-- START Excerpted records --
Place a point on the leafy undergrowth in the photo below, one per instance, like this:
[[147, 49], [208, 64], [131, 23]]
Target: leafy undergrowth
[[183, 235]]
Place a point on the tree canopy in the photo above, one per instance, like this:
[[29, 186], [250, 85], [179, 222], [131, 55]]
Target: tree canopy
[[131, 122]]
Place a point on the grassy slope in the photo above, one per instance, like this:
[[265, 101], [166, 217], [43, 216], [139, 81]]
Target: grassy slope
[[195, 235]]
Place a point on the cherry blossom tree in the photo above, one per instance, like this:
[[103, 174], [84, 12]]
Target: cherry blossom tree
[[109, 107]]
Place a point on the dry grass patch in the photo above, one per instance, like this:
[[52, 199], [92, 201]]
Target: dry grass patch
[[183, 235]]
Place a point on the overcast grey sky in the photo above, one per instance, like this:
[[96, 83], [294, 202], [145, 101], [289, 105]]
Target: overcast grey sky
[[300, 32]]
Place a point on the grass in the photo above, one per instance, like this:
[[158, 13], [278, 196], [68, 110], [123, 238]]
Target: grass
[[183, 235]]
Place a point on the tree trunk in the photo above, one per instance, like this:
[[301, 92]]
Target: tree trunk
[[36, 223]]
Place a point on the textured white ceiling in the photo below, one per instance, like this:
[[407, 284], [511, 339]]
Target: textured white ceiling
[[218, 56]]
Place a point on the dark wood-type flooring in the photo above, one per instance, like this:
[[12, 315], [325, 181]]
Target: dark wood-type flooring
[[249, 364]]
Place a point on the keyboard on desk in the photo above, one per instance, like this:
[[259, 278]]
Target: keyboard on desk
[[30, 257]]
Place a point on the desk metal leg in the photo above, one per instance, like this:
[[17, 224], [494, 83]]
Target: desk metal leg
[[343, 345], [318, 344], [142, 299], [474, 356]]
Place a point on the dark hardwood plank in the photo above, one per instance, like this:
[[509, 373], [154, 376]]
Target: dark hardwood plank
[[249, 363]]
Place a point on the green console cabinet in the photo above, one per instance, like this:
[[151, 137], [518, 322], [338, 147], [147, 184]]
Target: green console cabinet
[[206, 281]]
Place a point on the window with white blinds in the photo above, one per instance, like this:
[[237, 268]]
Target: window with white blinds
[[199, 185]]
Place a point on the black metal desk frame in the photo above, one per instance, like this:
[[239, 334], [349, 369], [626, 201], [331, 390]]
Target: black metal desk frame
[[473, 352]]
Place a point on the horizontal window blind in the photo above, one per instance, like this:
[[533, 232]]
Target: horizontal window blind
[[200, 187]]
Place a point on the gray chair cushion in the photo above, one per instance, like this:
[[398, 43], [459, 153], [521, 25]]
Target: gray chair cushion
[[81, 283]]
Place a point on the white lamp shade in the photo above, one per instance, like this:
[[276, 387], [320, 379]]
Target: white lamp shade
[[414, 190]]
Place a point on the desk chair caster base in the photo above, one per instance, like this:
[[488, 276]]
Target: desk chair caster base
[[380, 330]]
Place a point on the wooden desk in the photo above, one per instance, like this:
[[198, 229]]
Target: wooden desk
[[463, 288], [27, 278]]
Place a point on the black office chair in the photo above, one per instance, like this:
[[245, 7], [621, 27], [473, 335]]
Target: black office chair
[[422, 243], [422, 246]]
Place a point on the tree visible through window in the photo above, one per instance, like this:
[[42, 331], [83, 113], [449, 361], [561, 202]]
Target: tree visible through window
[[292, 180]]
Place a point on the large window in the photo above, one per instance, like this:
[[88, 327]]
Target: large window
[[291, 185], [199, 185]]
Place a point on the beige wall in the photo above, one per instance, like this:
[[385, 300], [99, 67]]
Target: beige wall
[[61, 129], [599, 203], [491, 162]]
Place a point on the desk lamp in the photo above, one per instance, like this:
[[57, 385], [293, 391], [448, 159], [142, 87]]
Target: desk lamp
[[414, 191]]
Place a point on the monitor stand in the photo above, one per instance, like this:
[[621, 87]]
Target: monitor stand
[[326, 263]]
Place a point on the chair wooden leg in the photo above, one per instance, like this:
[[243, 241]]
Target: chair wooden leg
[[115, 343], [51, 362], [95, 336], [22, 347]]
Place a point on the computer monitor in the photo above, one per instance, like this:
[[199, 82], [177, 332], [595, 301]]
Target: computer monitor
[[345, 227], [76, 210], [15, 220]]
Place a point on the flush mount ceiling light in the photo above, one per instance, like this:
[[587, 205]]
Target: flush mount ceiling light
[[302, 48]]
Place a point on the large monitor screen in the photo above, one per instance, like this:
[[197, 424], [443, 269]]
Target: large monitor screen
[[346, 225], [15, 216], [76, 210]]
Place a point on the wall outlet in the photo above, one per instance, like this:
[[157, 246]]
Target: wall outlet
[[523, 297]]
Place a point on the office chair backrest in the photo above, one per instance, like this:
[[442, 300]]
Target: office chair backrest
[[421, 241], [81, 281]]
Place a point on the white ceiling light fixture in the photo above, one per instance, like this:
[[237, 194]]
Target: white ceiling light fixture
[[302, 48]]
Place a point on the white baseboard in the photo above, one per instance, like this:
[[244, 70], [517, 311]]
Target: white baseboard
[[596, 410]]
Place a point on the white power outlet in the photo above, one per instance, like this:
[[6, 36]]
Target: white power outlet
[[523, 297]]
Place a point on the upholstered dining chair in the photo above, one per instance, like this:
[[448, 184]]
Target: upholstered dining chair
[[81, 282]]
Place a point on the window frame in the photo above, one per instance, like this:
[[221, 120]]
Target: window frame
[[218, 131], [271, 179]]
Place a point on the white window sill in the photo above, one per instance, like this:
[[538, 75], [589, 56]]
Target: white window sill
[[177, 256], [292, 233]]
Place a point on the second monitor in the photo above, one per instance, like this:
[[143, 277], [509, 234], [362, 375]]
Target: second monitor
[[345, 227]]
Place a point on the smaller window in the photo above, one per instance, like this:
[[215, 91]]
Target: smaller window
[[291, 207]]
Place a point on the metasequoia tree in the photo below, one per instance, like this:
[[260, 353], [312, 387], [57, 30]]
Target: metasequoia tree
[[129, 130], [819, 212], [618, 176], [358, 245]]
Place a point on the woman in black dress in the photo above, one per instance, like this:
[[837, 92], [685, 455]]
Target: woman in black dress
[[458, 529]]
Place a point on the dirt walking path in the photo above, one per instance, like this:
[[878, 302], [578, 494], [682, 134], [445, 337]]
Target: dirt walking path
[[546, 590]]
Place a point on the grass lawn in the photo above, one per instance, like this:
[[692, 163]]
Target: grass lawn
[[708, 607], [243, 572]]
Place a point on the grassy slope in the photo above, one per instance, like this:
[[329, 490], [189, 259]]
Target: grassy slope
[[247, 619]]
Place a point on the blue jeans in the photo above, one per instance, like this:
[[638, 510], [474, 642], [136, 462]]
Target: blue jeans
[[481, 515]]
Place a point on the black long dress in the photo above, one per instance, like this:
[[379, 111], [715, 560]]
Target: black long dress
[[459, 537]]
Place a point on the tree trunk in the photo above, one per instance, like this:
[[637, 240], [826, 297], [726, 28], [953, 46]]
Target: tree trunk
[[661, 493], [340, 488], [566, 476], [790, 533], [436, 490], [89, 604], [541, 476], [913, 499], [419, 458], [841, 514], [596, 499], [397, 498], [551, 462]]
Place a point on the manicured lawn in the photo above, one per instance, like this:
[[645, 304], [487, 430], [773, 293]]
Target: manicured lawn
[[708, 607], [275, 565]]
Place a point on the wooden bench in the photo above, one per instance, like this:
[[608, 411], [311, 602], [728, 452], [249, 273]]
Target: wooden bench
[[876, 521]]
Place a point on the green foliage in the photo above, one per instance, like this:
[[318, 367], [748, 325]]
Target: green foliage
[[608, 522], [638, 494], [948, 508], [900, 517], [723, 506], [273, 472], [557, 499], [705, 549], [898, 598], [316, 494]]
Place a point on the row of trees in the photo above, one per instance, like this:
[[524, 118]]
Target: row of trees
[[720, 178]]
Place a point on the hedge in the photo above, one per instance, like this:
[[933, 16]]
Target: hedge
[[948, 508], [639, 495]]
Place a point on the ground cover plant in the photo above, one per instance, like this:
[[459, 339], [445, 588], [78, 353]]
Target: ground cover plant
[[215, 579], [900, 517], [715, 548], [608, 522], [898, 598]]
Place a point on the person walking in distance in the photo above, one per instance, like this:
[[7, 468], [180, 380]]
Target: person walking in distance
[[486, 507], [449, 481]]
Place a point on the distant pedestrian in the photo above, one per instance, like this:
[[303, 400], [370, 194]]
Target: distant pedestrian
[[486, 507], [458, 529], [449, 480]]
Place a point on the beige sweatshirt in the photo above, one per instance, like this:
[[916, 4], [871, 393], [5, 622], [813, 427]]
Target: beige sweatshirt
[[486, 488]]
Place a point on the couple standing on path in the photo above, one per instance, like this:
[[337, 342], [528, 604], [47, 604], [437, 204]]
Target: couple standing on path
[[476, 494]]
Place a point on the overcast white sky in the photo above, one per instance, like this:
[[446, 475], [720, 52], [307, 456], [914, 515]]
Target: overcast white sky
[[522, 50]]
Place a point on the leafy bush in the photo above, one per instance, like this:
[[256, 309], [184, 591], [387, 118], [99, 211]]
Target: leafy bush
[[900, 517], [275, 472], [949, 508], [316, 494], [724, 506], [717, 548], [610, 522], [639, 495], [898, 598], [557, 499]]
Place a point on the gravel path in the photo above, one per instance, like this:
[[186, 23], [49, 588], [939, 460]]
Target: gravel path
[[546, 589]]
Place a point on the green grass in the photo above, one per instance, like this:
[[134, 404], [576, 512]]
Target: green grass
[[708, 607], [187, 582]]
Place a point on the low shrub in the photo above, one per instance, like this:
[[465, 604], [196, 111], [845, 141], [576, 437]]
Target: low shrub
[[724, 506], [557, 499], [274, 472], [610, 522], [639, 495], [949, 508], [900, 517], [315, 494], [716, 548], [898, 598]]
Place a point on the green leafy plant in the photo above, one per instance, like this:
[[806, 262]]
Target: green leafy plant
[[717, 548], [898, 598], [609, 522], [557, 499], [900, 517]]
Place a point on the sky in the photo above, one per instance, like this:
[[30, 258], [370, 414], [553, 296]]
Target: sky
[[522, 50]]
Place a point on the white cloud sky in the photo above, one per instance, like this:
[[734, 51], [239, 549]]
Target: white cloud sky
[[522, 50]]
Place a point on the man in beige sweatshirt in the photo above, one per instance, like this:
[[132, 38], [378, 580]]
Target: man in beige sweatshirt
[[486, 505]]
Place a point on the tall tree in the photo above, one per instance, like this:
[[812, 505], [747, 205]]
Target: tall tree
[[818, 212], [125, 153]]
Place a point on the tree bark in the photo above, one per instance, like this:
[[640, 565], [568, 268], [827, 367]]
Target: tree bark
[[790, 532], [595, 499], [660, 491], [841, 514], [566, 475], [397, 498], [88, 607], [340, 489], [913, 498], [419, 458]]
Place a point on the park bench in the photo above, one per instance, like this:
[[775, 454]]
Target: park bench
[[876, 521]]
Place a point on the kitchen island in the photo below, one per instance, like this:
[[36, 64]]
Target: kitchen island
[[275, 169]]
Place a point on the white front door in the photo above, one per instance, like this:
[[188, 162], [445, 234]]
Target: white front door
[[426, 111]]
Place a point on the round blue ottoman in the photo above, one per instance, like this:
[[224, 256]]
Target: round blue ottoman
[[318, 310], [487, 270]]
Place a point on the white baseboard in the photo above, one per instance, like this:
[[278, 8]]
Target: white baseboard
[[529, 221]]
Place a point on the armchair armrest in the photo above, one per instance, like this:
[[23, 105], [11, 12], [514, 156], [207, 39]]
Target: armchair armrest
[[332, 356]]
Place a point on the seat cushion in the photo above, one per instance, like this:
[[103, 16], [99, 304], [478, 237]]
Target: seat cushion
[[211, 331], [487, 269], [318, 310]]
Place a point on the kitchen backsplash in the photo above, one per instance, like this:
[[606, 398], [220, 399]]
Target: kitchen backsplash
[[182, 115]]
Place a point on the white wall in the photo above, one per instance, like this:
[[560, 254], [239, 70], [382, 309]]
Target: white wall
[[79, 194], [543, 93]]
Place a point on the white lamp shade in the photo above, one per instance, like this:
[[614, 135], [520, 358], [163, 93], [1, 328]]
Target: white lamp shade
-- END Excerpted records --
● **Job**
Copy out the lines from the first one through the line containing "[[195, 235]]", renaming "grassy slope" to "grassy hillside" and leaving everything else unchanged.

● **The answer**
Place a point on the leafy undergrowth in the photo below, one per instance, like this:
[[147, 49], [208, 64], [131, 23]]
Target: leafy undergrowth
[[183, 235]]
Place a point on the tree canopy in the photo above, one per instance, like this:
[[29, 186], [250, 85], [179, 222], [131, 55]]
Target: tree canopy
[[131, 122]]
Place a point on the grassy hillside in the photo above, one per instance, like this:
[[265, 101], [166, 217], [43, 216], [139, 81]]
Target: grassy hillside
[[195, 235]]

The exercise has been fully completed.